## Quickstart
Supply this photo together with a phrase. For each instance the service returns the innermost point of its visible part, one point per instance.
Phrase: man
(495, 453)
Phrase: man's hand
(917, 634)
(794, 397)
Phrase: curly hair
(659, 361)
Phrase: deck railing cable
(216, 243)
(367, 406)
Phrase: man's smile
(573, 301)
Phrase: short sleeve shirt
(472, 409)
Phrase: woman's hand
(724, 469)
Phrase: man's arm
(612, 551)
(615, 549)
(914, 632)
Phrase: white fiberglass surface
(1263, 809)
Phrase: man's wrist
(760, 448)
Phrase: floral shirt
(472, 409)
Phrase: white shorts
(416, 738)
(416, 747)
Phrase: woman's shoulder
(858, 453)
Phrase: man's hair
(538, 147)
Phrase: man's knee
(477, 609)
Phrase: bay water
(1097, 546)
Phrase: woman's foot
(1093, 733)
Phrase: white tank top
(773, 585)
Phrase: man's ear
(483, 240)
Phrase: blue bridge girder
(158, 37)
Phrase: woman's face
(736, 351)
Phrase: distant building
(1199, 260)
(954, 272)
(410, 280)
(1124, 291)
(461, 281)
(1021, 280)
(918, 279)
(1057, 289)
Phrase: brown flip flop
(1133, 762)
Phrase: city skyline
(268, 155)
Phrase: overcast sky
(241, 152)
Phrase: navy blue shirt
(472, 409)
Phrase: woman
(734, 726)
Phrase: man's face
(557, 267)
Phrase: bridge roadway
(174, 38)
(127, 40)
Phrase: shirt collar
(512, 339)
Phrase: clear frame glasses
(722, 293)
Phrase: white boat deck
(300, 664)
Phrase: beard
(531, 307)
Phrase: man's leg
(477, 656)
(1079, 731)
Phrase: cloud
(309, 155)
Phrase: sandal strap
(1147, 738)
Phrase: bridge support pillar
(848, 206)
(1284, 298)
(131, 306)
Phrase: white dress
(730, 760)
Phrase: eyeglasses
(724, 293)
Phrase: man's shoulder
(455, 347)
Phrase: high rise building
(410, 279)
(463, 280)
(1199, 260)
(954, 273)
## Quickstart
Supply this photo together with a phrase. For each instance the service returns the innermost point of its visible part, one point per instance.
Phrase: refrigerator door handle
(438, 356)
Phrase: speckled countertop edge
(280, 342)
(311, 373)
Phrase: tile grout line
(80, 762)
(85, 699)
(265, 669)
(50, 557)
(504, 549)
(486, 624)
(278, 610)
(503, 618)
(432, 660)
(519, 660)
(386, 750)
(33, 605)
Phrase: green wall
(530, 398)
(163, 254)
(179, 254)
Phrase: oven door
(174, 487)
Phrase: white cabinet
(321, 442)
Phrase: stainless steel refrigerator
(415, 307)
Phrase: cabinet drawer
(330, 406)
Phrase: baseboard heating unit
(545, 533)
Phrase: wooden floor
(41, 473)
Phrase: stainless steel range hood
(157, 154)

* [REQUIRED WORK]
Write the material out once more, exactly.

* [RESULT FOR THIS EXERCISE]
## Quickstart
Supply this photo together with a phrase. For each instance the service returns the innermost point of its visible part, one point per instance.
Phrase: man
(495, 453)
Phrase: man's hand
(917, 634)
(794, 397)
Phrase: curly hair
(659, 361)
Phrase: deck railing cable
(216, 243)
(367, 406)
Phrase: man's smile
(573, 301)
Phrase: short sleeve shirt
(472, 409)
Phrase: woman's hand
(724, 469)
Phrase: man's arm
(612, 551)
(615, 549)
(914, 632)
Phrase: white fiberglass surface
(1263, 809)
Phrase: man's wrist
(760, 448)
Phrase: floral shirt
(472, 409)
Phrase: white shorts
(416, 738)
(416, 747)
Phrase: woman's shoulder
(858, 453)
Phrase: man's hair
(538, 147)
Phrase: man's knee
(477, 609)
Phrase: bay water
(1097, 546)
Phrase: woman's foot
(1093, 733)
Phrase: white tank top
(773, 585)
Phrase: man's ear
(483, 240)
Phrase: blue bridge girder
(158, 37)
Phrase: woman's face
(736, 351)
Phrase: distant building
(1199, 260)
(954, 272)
(410, 280)
(1124, 291)
(461, 281)
(1021, 280)
(918, 279)
(1057, 289)
Phrase: brown flip flop
(1133, 762)
Phrase: city skyline
(268, 155)
Phrase: overcast sky
(241, 152)
Phrase: navy blue shirt
(472, 409)
Phrase: woman
(734, 726)
Phrase: man's face
(557, 267)
Phrase: bridge roadway
(174, 38)
(127, 40)
Phrase: shirt collar
(512, 339)
Phrase: clear frame glasses
(722, 293)
Phrase: white boat deck
(300, 664)
Phrase: beard
(531, 307)
Phrase: man's leg
(477, 656)
(1079, 731)
Phrase: cloud
(309, 155)
Phrase: sandal strap
(1147, 738)
Phrase: bridge support pillar
(848, 206)
(1284, 298)
(131, 306)
Phrase: white dress
(730, 760)
Phrase: eyeglasses
(724, 293)
Phrase: man's shoulder
(455, 347)
Phrase: high rise building
(410, 279)
(463, 280)
(1199, 260)
(954, 273)
## Quickstart
Supply this photo together with a phrase. For each instance the service returns the innermost point of its visible part, one point per instance.
Phrase: refrigerator door handle
(438, 356)
Phrase: speckled countertop edge
(280, 342)
(311, 373)
Phrase: tile grout line
(80, 762)
(85, 699)
(265, 669)
(50, 557)
(504, 549)
(486, 624)
(278, 610)
(503, 618)
(432, 660)
(519, 660)
(386, 750)
(33, 605)
Phrase: green wall
(530, 398)
(163, 254)
(179, 254)
Phrase: oven door
(174, 487)
Phrase: white cabinet
(321, 442)
Phrase: stainless steel refrigerator
(415, 307)
Phrase: cabinet drawer
(330, 406)
Phrase: baseboard heating unit
(545, 533)
Phrase: wooden floor
(41, 473)
Phrase: stainless steel range hood
(157, 154)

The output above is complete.